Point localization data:

-.-.-

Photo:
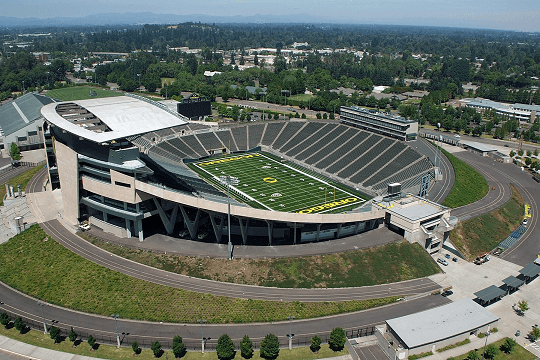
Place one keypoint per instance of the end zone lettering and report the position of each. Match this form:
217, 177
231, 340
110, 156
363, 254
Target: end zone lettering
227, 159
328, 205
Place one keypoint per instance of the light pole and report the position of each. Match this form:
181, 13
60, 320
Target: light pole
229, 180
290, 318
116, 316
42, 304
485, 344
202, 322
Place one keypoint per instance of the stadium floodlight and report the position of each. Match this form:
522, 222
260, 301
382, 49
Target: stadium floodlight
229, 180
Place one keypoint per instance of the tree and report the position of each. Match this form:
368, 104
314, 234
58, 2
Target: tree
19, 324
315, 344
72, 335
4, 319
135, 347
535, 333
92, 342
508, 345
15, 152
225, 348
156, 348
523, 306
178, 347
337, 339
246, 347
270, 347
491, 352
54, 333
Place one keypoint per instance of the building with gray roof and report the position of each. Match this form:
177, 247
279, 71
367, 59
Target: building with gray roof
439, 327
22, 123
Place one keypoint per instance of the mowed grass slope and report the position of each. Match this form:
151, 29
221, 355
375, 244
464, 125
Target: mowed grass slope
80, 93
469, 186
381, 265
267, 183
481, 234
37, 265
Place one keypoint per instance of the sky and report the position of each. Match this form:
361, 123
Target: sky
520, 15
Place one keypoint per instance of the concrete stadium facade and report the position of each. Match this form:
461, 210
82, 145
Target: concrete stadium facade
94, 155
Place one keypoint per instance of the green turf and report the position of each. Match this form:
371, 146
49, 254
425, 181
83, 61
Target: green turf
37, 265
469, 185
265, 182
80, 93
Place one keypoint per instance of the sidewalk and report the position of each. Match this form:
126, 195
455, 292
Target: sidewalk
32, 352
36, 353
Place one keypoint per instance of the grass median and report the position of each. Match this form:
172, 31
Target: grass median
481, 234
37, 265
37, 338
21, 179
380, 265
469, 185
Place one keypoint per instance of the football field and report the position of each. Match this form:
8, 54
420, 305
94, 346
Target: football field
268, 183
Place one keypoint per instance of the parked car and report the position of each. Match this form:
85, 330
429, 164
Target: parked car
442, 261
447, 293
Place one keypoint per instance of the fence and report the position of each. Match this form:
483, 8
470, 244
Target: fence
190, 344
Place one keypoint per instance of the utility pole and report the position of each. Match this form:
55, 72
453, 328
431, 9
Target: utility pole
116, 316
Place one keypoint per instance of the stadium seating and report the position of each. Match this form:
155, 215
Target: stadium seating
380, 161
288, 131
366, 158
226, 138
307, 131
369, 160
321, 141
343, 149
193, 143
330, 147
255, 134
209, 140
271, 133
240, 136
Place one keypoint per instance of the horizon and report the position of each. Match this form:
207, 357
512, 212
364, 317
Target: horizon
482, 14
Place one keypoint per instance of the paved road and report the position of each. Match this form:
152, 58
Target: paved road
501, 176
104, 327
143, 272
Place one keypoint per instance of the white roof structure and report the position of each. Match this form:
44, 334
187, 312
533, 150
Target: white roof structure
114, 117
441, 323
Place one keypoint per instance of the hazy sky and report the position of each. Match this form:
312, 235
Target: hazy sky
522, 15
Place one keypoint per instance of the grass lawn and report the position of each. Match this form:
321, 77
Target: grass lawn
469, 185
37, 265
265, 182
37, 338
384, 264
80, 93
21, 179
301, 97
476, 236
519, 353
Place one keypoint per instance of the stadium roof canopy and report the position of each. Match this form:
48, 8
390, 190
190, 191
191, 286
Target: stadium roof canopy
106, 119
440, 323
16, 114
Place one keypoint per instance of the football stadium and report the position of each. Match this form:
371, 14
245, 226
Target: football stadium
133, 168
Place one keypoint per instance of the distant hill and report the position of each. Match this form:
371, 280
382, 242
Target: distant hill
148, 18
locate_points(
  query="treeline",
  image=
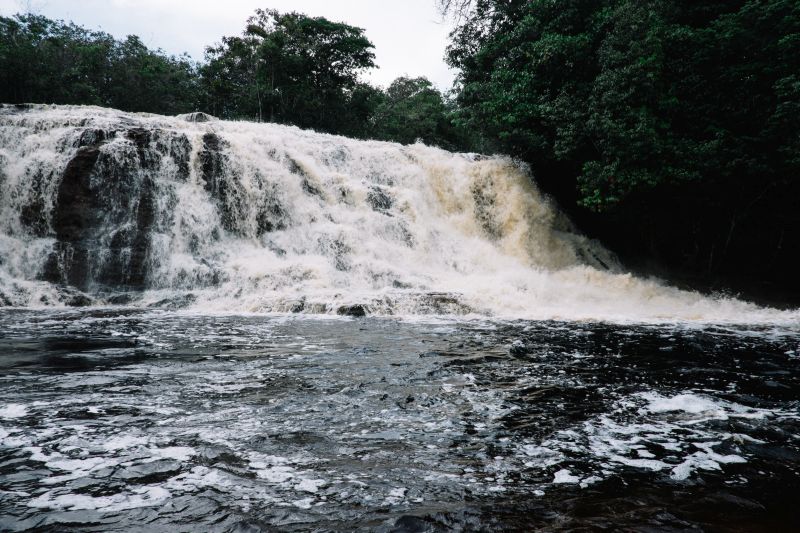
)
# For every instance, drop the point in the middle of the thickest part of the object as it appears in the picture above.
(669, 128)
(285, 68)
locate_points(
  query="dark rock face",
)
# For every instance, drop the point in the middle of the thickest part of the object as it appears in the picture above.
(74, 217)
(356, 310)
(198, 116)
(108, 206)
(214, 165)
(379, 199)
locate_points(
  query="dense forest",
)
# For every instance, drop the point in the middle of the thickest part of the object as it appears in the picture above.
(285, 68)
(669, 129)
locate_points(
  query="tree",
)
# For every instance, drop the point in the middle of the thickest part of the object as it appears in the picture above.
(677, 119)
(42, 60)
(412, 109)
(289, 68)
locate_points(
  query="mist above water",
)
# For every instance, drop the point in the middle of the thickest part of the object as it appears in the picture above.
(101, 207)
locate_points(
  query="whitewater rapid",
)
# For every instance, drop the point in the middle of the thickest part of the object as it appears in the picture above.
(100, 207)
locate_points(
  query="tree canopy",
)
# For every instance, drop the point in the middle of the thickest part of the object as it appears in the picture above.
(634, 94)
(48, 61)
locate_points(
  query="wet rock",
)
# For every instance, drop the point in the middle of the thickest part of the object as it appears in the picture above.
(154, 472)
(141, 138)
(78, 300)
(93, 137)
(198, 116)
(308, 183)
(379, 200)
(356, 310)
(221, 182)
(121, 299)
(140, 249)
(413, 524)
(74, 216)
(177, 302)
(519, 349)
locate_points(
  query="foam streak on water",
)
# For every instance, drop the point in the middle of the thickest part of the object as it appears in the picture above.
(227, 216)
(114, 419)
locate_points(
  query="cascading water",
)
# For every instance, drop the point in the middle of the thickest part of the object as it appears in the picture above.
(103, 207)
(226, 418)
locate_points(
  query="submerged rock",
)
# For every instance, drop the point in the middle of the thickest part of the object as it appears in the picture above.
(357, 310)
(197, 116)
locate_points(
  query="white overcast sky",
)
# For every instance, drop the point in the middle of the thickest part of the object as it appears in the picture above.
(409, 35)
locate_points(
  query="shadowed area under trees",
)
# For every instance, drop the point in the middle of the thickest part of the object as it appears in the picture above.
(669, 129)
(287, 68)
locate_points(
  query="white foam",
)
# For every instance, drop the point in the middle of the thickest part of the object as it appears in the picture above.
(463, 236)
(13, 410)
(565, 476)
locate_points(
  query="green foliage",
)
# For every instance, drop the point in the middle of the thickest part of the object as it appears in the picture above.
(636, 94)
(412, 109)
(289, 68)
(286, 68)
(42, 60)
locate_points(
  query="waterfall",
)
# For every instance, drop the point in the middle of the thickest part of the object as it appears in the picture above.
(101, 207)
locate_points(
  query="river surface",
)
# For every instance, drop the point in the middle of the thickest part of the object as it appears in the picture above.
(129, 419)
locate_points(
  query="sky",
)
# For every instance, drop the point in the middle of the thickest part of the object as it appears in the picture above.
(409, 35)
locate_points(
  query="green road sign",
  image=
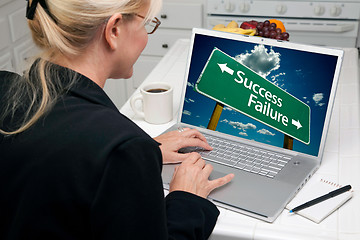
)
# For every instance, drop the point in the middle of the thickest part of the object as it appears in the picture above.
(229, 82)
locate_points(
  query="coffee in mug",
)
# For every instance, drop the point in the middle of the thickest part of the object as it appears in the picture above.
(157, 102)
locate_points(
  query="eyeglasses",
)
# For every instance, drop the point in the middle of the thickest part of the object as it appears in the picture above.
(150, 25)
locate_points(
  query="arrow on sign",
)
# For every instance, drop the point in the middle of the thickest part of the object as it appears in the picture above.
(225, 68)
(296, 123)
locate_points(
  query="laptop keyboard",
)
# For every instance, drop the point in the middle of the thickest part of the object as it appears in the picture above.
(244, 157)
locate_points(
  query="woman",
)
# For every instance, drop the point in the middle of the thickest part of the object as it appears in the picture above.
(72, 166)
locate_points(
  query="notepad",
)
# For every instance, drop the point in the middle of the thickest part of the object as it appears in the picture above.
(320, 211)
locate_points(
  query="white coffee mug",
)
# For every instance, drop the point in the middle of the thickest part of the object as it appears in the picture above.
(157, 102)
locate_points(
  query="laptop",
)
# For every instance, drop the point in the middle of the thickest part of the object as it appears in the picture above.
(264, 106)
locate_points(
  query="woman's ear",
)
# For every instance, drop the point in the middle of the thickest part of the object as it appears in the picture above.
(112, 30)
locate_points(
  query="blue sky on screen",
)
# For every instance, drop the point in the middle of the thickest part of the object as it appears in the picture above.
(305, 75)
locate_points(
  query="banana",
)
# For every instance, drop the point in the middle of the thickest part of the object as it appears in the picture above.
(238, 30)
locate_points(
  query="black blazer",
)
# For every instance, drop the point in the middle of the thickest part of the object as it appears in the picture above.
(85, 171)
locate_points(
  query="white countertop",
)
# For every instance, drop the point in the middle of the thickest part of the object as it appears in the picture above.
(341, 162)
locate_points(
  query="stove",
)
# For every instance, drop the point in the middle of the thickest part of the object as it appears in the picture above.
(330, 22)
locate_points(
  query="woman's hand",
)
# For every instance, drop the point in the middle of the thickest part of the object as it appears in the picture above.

-.-.-

• _Problem to work on_: Pull every line with the string "woman" from the data above.

• _Answer for the task_:
  query="woman",
  query="woman's ear",
  query="woman's hand",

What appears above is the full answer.